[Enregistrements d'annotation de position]
******

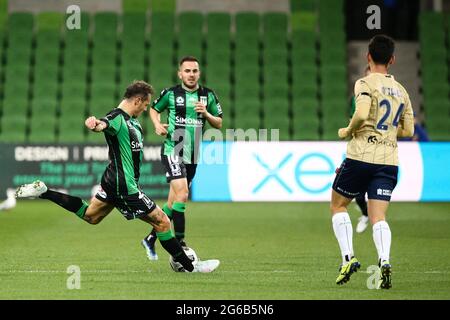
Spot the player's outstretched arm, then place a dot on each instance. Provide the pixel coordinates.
(160, 128)
(215, 122)
(94, 124)
(406, 123)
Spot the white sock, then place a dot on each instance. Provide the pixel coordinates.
(382, 239)
(343, 231)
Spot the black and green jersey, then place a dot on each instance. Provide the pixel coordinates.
(125, 140)
(185, 125)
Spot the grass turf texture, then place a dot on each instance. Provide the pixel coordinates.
(267, 251)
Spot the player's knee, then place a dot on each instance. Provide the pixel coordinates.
(163, 225)
(335, 208)
(92, 218)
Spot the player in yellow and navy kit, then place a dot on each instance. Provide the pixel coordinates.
(383, 113)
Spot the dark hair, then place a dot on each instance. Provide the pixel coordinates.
(381, 49)
(188, 58)
(138, 88)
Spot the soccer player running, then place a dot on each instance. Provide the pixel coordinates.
(189, 107)
(383, 112)
(119, 184)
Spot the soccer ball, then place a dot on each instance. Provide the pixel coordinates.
(176, 266)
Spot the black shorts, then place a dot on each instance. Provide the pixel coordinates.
(130, 206)
(354, 178)
(177, 169)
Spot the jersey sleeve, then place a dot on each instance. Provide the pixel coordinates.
(113, 123)
(214, 106)
(363, 100)
(407, 117)
(362, 92)
(162, 102)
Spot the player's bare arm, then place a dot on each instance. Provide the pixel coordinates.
(160, 128)
(215, 122)
(406, 124)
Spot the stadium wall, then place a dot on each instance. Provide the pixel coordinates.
(231, 171)
(304, 171)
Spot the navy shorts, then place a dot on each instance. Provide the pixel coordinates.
(177, 169)
(130, 206)
(354, 178)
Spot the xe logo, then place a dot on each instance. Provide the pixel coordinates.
(312, 173)
(272, 173)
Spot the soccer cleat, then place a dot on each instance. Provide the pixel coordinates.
(363, 222)
(149, 247)
(385, 276)
(347, 270)
(31, 190)
(206, 266)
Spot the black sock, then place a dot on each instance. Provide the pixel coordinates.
(68, 202)
(152, 236)
(361, 201)
(172, 246)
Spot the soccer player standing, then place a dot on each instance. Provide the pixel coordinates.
(360, 200)
(119, 183)
(383, 112)
(189, 107)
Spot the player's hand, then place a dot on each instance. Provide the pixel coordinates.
(200, 108)
(91, 123)
(161, 129)
(343, 133)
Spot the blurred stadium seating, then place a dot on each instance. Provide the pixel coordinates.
(270, 70)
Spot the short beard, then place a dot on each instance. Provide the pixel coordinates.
(190, 87)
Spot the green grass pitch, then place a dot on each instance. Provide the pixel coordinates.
(267, 251)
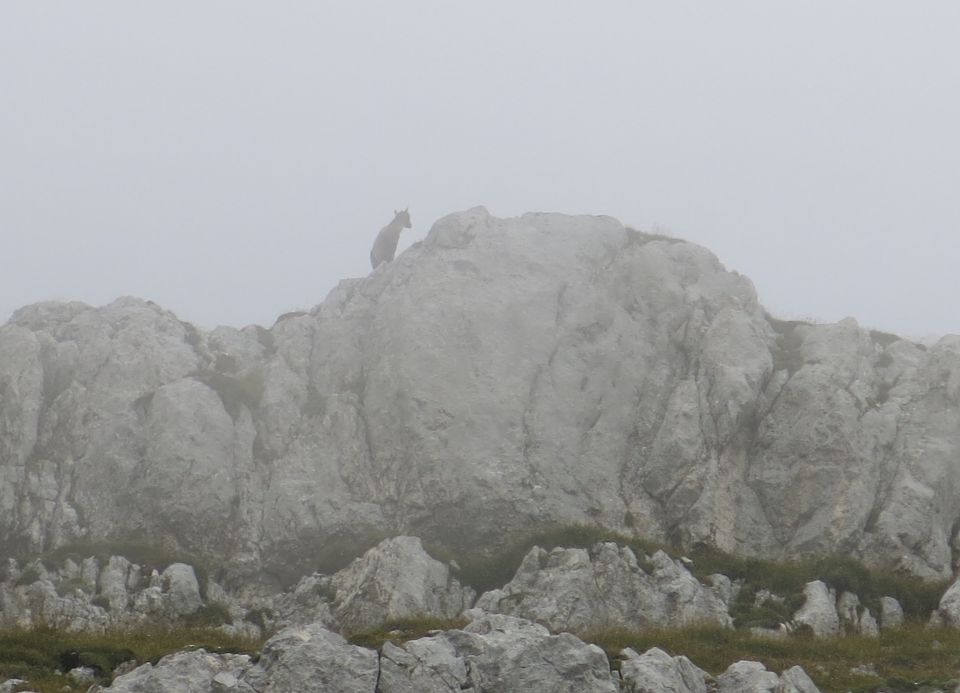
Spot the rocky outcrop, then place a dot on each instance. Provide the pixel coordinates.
(605, 587)
(313, 658)
(186, 672)
(492, 653)
(819, 610)
(90, 596)
(891, 613)
(501, 375)
(396, 579)
(752, 677)
(948, 610)
(657, 672)
(496, 653)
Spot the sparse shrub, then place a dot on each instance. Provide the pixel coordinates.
(259, 617)
(485, 572)
(38, 654)
(209, 615)
(71, 585)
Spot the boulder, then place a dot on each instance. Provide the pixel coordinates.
(496, 653)
(181, 588)
(500, 376)
(796, 680)
(657, 672)
(184, 672)
(396, 579)
(580, 589)
(819, 610)
(753, 677)
(891, 613)
(948, 610)
(303, 658)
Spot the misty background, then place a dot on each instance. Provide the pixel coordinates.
(234, 160)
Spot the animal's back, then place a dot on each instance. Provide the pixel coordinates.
(385, 246)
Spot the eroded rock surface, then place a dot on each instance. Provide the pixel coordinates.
(394, 580)
(605, 587)
(496, 653)
(501, 375)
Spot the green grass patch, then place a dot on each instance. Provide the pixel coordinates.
(787, 578)
(402, 630)
(904, 659)
(148, 556)
(37, 654)
(486, 572)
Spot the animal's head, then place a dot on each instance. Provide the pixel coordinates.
(403, 216)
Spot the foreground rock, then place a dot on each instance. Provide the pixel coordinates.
(501, 375)
(657, 672)
(496, 653)
(752, 677)
(313, 658)
(605, 587)
(184, 672)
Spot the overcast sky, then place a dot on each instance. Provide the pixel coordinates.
(234, 160)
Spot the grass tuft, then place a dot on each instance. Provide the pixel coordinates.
(37, 654)
(904, 659)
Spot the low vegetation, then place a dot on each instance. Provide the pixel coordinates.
(783, 578)
(911, 658)
(486, 572)
(41, 655)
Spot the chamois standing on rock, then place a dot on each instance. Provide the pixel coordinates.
(385, 247)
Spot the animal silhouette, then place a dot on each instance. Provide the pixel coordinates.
(385, 246)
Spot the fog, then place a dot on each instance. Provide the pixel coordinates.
(234, 160)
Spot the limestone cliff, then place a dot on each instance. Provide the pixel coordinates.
(503, 374)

******

**Consigne écrite:** Recopiez à l'identique toutes les lignes des enregistrements ci-dessus, en omettant les images.

**Sortie complète:**
Spot the player's outstretched arm, then place a dot on each instance. Provide the pixel coordinates.
(160, 128)
(215, 122)
(94, 124)
(406, 123)
Spot the white sock, then place a dot on each instance. Provide the pixel coordinates.
(382, 239)
(343, 231)
Spot the black and green jersey, then place a dot on each instance. Provide the pixel coordinates.
(125, 140)
(185, 125)
Spot the grass turf texture, then place a dot on each instance. Provide the pixel coordinates.
(267, 251)
Spot the player's knee, then place a dot on each instance. Provide the pixel coordinates.
(163, 225)
(335, 208)
(92, 218)
Spot the player in yellow and navy kit, then place a dot on each instance. Provide the pixel coordinates.
(383, 113)
Spot the dark hair, then place a dot on each instance. Provide the pixel coordinates.
(381, 49)
(188, 58)
(138, 88)
Spot the soccer player running, then place a dot on each instance. Provide the pixel coordinates.
(189, 107)
(383, 112)
(119, 184)
Spot the soccer ball, then place a dot on each instance. Provide the pixel coordinates.
(176, 266)
Spot the black shorts, then place a dot on each instance. Provide the pixel coordinates.
(130, 206)
(354, 178)
(177, 169)
Spot the jersey sleeve, then place a dot on each instance. Provide the pixel coordinates.
(113, 123)
(214, 106)
(363, 100)
(407, 117)
(362, 92)
(162, 102)
Spot the player's bare arm, then place a dot on each instance. Provide the pixel coordinates.
(160, 128)
(215, 122)
(406, 124)
Spot the stadium wall, then place a dot on each instance. Provide the pixel coordinates.
(231, 171)
(304, 171)
Spot the navy shorts, then place a dot on each instance. Provide the pixel coordinates.
(177, 169)
(130, 206)
(354, 178)
Spot the xe logo, then place a dot on each instance. Provide the pixel coordinates.
(312, 173)
(272, 173)
Spot the soccer cleat, then place a dot on each instance. Provide the pixel coordinates.
(363, 222)
(149, 247)
(385, 276)
(347, 270)
(31, 190)
(206, 266)
Spot the black sock, then place a dot on each instance. Provide the pixel coordinates.
(68, 202)
(152, 236)
(361, 201)
(172, 246)
Spot the soccer player standing, then place a dot on each instance. Provide the pixel coordinates.
(360, 200)
(119, 183)
(383, 112)
(189, 107)
Spot the player's hand, then place a dot on each instance. Provide the pixel coordinates.
(200, 108)
(91, 123)
(161, 129)
(343, 133)
Spot the blurred stadium seating, then place a dot on each instance. Provide the pixel coordinates.
(270, 70)
Spot the short beard, then place a dot on each instance. Provide the pixel coordinates.
(190, 87)
Spot the green grass pitch, then place a dot on each instance. Provide the pixel coordinates.
(267, 251)
Spot the rocky outcrop, then place a dot on each instance. Provide the pixel coordinates.
(605, 587)
(313, 658)
(186, 672)
(492, 653)
(819, 610)
(90, 596)
(891, 613)
(501, 375)
(396, 579)
(752, 677)
(948, 610)
(657, 672)
(496, 653)
Spot the sparse shrub, then place a dot on each instance. Provide the pixel coordinates.
(259, 617)
(485, 572)
(38, 654)
(209, 615)
(71, 585)
Spot the boulder, then place a dot on each instance. Provide the pixel coordinates.
(496, 653)
(181, 588)
(500, 376)
(796, 680)
(657, 672)
(184, 672)
(396, 579)
(580, 589)
(819, 610)
(753, 677)
(891, 613)
(948, 610)
(303, 658)
Spot the misty background, then place a dot on each instance. Provide the pixel coordinates.
(234, 160)
Spot the animal's back, then place a dot on each instance. Provide the pixel coordinates.
(385, 246)
Spot the eroded rock surface, then place a dot on each instance. Provide the pixel coordinates.
(394, 580)
(605, 587)
(496, 653)
(501, 375)
Spot the green grass patch, then place a dot on each instance. Provide the pixel coordinates.
(787, 578)
(402, 630)
(904, 659)
(148, 556)
(37, 654)
(486, 572)
Spot the animal's head, then place a dot on each instance. Provide the pixel coordinates.
(403, 216)
Spot the foreground rock, then place a dot on each instance. Provide the pixel coordinates.
(501, 375)
(657, 672)
(496, 653)
(752, 677)
(313, 658)
(605, 587)
(184, 672)
Spot the overcast sky, then place a dot on each instance. Provide the pixel coordinates.
(234, 160)
Spot the grass tuft, then place a dot on each instance. Provide the pixel coordinates.
(37, 654)
(904, 659)
Spot the low vegetation, then place a dot on each instance. Provide the pixel coordinates.
(783, 578)
(911, 658)
(486, 572)
(41, 655)
Spot the chamois standing on rock, then place a dot on each instance. Provide the pixel coordinates.
(385, 247)
Spot the animal silhouette, then place a dot on each instance. Provide the pixel coordinates.
(385, 246)
Spot the fog, then place a dot on each instance. Provide the pixel coordinates.
(234, 160)
Spot the limestone cliff, then place a dot on each instance. Provide the pixel coordinates.
(503, 374)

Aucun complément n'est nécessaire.